* Exercise goal *
Among the records, find the lines that hold the string "below" and return them.

Extracted data entries
%%

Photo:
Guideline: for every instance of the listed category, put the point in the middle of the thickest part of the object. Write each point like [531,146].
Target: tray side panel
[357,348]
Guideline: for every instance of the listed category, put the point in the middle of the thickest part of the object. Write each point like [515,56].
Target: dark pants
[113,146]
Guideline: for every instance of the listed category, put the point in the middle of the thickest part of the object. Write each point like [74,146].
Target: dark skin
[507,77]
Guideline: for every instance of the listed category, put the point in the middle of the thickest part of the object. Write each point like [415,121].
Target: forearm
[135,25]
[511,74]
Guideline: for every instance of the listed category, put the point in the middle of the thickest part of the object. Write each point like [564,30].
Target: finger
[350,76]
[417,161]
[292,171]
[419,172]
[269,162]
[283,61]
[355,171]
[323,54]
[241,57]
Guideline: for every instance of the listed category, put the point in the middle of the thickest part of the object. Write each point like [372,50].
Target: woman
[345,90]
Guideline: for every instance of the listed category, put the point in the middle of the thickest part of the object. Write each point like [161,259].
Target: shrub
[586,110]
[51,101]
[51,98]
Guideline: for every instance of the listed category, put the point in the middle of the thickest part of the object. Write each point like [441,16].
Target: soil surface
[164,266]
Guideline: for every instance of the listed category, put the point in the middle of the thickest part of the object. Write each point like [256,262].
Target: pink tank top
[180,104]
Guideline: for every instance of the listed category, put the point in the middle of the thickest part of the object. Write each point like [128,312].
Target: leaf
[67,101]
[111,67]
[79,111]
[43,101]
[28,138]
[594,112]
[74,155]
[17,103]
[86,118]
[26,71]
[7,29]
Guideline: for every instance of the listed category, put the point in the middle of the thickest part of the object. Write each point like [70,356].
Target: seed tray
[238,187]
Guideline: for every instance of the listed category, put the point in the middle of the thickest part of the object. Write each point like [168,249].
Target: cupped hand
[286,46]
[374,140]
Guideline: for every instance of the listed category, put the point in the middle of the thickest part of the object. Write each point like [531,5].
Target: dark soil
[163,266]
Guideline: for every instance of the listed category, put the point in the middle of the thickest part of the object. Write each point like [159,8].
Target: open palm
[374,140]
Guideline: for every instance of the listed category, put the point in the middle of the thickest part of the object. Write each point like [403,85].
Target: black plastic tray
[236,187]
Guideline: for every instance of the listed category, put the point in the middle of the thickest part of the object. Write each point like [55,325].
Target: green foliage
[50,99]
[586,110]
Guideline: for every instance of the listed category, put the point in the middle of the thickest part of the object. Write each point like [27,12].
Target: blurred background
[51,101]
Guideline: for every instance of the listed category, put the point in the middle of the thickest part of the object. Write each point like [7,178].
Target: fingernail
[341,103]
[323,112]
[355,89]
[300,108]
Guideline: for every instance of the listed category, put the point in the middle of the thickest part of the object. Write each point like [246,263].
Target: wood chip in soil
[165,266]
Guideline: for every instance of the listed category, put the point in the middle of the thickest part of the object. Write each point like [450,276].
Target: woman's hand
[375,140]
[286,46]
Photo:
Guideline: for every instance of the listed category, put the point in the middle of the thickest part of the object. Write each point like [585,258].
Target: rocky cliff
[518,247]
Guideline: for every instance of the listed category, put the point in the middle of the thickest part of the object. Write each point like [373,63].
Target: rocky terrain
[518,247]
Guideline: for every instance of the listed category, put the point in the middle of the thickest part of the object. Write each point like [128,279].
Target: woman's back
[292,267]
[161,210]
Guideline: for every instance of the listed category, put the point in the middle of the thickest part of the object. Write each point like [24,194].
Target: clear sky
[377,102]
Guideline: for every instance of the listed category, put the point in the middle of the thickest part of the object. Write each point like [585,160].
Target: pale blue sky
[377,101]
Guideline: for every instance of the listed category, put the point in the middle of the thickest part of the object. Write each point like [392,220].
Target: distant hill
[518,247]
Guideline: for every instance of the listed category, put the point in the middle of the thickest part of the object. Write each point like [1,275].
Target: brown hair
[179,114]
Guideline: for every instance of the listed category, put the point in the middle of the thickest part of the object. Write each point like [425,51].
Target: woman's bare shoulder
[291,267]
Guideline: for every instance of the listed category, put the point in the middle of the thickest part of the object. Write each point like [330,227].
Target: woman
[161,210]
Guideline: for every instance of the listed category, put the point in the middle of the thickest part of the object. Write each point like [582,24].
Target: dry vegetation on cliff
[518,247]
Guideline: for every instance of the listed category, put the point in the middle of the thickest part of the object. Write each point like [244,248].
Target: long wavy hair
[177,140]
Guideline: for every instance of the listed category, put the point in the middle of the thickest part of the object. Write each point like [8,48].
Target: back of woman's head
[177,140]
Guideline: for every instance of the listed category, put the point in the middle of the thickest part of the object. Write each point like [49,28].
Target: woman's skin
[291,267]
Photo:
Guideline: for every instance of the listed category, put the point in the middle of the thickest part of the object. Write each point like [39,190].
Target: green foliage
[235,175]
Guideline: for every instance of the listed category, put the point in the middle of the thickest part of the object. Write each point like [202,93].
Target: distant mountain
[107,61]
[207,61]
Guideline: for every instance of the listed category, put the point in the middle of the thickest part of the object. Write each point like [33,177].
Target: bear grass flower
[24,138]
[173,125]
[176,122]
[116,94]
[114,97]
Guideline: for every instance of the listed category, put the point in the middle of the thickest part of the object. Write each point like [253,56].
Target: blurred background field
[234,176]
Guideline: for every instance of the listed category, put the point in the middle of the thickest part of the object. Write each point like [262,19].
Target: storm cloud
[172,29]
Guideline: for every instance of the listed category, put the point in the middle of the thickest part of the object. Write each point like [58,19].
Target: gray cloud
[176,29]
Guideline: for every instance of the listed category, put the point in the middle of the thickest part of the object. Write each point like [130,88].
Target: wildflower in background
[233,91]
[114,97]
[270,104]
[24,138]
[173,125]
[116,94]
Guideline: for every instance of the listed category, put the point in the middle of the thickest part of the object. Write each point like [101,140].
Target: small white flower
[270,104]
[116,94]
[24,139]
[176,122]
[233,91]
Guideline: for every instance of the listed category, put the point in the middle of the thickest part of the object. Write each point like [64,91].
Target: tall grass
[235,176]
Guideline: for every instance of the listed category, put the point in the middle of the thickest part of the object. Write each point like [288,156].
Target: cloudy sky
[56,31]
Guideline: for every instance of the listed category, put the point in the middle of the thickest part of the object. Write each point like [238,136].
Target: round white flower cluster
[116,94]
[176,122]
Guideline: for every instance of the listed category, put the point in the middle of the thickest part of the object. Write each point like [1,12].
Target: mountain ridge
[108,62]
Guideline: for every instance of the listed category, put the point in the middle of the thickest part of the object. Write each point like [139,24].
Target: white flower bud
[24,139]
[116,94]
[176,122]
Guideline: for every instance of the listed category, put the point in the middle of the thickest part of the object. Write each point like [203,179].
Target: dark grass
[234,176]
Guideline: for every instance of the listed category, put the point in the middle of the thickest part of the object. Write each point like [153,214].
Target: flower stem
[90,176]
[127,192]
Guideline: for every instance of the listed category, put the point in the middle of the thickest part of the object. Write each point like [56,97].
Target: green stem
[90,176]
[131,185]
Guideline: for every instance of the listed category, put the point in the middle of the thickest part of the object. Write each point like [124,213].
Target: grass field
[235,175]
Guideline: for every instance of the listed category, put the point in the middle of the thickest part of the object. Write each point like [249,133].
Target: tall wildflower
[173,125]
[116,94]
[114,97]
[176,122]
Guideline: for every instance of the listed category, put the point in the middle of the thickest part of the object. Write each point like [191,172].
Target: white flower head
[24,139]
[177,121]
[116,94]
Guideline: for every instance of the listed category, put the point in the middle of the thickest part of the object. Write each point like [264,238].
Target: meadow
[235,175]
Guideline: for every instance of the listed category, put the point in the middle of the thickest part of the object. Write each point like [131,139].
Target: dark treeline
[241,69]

%%
%%

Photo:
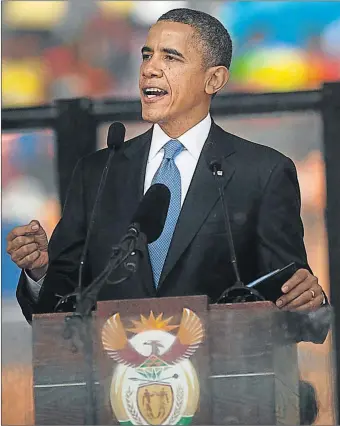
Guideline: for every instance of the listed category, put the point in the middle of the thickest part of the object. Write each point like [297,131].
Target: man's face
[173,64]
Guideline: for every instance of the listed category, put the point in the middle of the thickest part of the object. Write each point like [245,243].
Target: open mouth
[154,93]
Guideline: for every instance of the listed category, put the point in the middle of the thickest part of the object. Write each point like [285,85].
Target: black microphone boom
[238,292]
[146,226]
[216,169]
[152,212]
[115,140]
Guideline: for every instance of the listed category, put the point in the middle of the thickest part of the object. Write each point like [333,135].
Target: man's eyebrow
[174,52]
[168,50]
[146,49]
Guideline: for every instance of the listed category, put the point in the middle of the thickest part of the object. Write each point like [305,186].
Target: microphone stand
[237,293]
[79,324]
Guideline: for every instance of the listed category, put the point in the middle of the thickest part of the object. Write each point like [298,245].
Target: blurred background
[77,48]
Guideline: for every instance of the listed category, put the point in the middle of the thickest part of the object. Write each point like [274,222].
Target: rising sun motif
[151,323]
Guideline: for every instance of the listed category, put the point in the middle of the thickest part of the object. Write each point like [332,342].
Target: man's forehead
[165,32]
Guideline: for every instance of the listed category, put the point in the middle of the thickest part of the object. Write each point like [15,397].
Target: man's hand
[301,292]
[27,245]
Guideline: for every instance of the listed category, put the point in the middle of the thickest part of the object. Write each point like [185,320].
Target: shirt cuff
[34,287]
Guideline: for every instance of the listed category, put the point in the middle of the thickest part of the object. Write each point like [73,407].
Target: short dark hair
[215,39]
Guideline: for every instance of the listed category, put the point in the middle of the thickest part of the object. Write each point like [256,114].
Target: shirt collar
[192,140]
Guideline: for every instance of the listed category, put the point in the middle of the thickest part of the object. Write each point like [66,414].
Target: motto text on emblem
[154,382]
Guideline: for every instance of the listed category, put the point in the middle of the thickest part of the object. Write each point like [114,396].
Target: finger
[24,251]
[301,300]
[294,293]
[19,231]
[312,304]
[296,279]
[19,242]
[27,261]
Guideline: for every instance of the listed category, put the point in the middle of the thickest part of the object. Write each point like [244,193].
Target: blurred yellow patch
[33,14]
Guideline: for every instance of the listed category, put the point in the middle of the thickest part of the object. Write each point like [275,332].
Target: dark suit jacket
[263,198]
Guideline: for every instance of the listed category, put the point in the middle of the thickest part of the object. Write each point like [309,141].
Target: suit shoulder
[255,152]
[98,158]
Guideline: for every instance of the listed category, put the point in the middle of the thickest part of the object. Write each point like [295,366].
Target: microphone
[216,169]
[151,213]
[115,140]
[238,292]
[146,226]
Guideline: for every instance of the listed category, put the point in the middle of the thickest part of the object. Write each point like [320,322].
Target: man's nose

%%
%%

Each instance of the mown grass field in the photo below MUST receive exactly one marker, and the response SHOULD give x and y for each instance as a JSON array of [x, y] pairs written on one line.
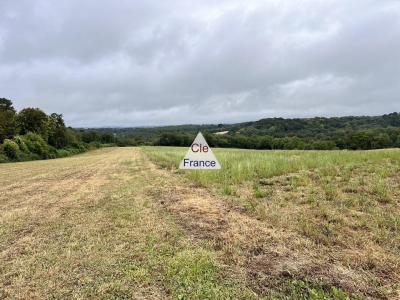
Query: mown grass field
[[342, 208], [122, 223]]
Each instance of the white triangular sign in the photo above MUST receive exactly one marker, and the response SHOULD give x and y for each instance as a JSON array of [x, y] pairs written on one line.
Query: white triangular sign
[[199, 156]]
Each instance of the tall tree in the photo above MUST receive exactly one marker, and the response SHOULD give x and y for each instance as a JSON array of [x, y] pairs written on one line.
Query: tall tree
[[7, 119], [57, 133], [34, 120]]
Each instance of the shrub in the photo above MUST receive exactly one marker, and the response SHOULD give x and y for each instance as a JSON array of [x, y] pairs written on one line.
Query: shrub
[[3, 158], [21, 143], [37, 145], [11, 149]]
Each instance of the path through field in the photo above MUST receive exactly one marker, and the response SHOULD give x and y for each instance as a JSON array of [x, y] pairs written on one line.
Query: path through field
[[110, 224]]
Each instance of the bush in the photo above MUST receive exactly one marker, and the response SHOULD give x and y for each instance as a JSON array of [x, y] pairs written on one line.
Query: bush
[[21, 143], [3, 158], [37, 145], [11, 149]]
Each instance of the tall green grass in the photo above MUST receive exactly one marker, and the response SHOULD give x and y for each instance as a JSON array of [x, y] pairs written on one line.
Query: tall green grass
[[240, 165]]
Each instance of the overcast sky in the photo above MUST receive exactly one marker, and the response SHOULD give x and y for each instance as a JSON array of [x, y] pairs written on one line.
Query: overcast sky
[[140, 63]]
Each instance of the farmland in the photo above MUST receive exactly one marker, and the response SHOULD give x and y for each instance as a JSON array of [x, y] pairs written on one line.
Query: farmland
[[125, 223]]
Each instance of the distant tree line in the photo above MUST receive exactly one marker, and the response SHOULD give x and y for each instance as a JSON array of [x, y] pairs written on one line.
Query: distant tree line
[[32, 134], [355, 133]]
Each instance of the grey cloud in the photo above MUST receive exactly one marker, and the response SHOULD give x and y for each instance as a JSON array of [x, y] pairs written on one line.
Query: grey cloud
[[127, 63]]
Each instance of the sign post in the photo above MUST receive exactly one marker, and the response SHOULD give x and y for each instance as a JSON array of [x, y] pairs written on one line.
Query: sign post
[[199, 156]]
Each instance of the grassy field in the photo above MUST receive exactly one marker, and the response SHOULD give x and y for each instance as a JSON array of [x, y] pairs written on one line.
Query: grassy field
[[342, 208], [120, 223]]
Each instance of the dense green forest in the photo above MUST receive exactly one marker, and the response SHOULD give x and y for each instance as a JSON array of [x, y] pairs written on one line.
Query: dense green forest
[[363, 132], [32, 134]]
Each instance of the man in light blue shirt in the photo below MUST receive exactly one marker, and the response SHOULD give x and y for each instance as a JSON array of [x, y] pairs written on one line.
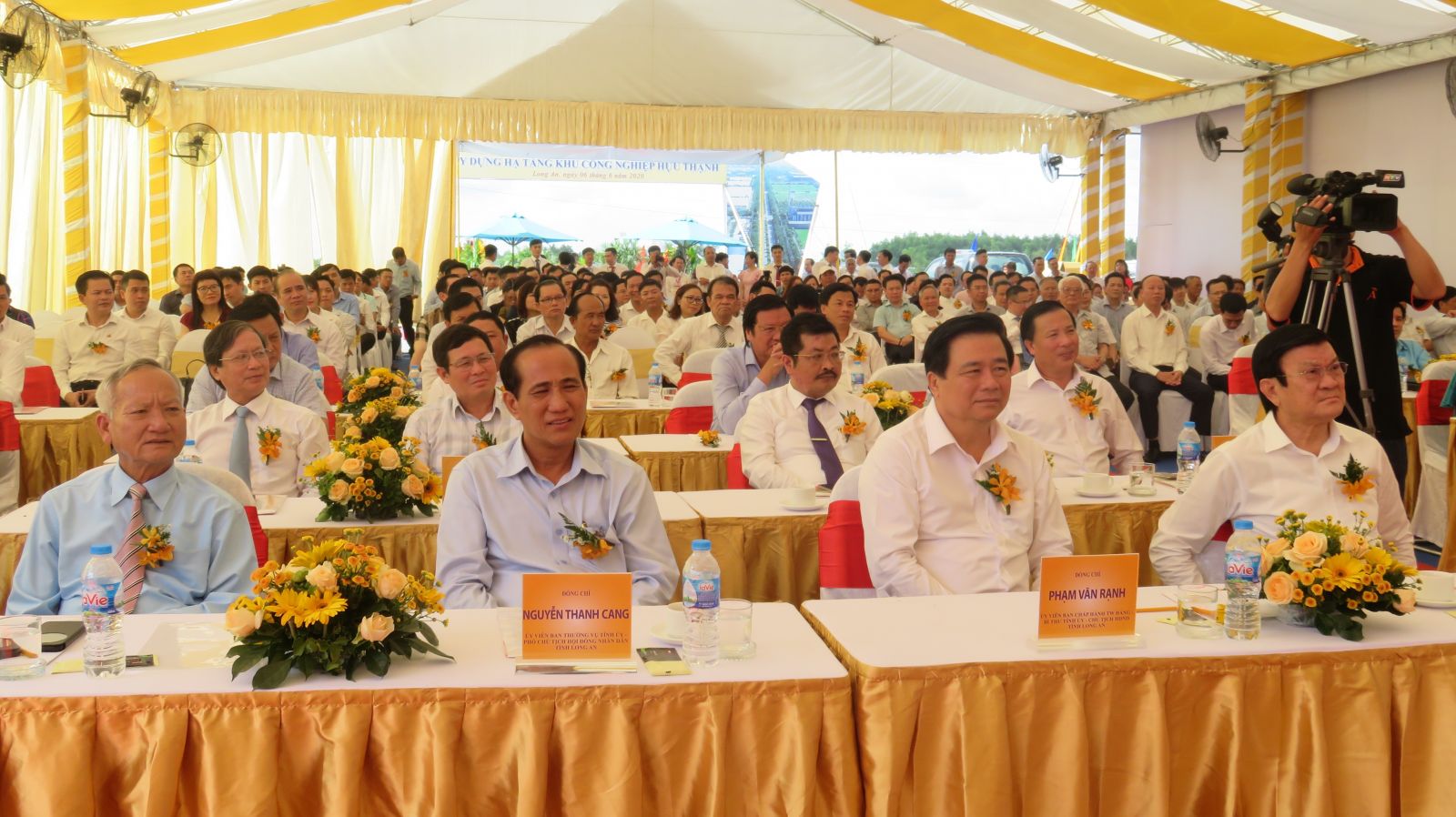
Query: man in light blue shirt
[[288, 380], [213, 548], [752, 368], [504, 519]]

%%

* Solution to the problem *
Each instance of the mown grass field in the photo below MUST receive exactly one marker, and the response SHOULD give x and y for each instance as a JSON array of [x, y] pairs written on one line.
Each instance of the man in light blue shirt in the photo below MUST receive exactly one marker, and the response SHOULD give x and y for each instance as a JSON array of [x, y] pairs written on one line.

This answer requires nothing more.